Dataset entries

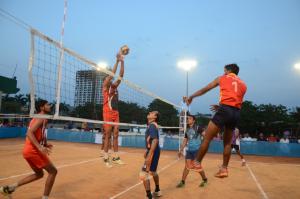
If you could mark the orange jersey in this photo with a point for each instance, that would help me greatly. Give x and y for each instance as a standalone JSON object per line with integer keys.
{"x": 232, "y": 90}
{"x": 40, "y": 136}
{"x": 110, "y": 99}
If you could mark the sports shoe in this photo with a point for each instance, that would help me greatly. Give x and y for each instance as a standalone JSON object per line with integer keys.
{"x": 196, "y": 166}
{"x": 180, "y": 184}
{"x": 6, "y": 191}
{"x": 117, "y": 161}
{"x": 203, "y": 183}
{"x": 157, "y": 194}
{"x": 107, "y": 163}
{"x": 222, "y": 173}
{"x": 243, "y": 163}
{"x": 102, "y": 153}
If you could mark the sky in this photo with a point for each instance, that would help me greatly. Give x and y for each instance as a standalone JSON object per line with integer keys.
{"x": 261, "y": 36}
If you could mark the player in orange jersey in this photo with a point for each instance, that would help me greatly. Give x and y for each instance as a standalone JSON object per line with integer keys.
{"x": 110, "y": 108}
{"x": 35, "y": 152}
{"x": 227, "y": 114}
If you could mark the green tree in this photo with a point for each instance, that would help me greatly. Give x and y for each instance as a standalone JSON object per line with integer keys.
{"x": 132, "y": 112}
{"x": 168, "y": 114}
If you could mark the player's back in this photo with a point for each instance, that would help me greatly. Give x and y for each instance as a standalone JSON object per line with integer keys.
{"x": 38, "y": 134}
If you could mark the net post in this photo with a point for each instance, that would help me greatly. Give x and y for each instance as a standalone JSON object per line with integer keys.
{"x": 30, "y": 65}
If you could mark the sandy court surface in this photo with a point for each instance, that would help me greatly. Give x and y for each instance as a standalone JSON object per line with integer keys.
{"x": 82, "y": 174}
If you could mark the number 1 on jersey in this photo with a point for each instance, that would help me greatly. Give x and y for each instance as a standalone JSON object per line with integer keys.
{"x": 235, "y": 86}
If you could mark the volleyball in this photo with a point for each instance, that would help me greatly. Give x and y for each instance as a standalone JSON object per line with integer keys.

[TASK REQUIREMENTS]
Apart from the pictures, every line above must be repeated exactly.

[COMPLETED TASK]
If you could mark the orange jersey in this photo with a point for each instance, that would help me greatly. Give x and y for each instance as a standalone JSON object per line with integer keys.
{"x": 232, "y": 90}
{"x": 40, "y": 136}
{"x": 110, "y": 99}
If you could mark the sports shoe in this photo with a point for each instance, that would help me greatly. Give x and y for each instance as a standalone JSON object per line with integer keys.
{"x": 196, "y": 166}
{"x": 180, "y": 184}
{"x": 6, "y": 191}
{"x": 117, "y": 161}
{"x": 203, "y": 183}
{"x": 157, "y": 194}
{"x": 107, "y": 163}
{"x": 222, "y": 173}
{"x": 243, "y": 163}
{"x": 102, "y": 153}
If you could mark the sky in this photo with a point for each instance, that would help me greatly. Give x and y for each instance as a standalone JSON object per line with integer keys.
{"x": 261, "y": 36}
If you could mark the player in orange jersey in this photo with a point for each instance, that would help me greatly. Give x and y for each instance as a standalone JSON object per line with integer keys.
{"x": 110, "y": 108}
{"x": 35, "y": 152}
{"x": 227, "y": 114}
If you could mark the green tree in this photo with a point for each instance, that would help me greatly. Give x and y for each instance as a standalone JSON object per line with integer keys.
{"x": 132, "y": 112}
{"x": 168, "y": 114}
If you could mark the player's back in this photo with a point for each instance, that would help me greatly. Give x and y for each instance as a standalone JSON object per line with integer keys.
{"x": 38, "y": 134}
If you could mark the net post in this photo with a point for each instance, that would help me greatly. Give x and y for each instance as a standalone JSON object per line with integer keys.
{"x": 30, "y": 65}
If you could mark the sandy court surface in this photo with a point for each instance, that would help me greatly. Give x and y for each instance as a standalone JSON object per line with integer keys.
{"x": 82, "y": 174}
If you could mark the number 1 on jersey in this photo with a point for each instance, that would help me greatly. Give x and y for each instance as a standalone JSON object per line with integer keys.
{"x": 235, "y": 86}
If you could mark the volleyball in this photo with a point for each instance, that would help me greatly. Give x and y for each instance as a standalone JSON object per line with integer keys.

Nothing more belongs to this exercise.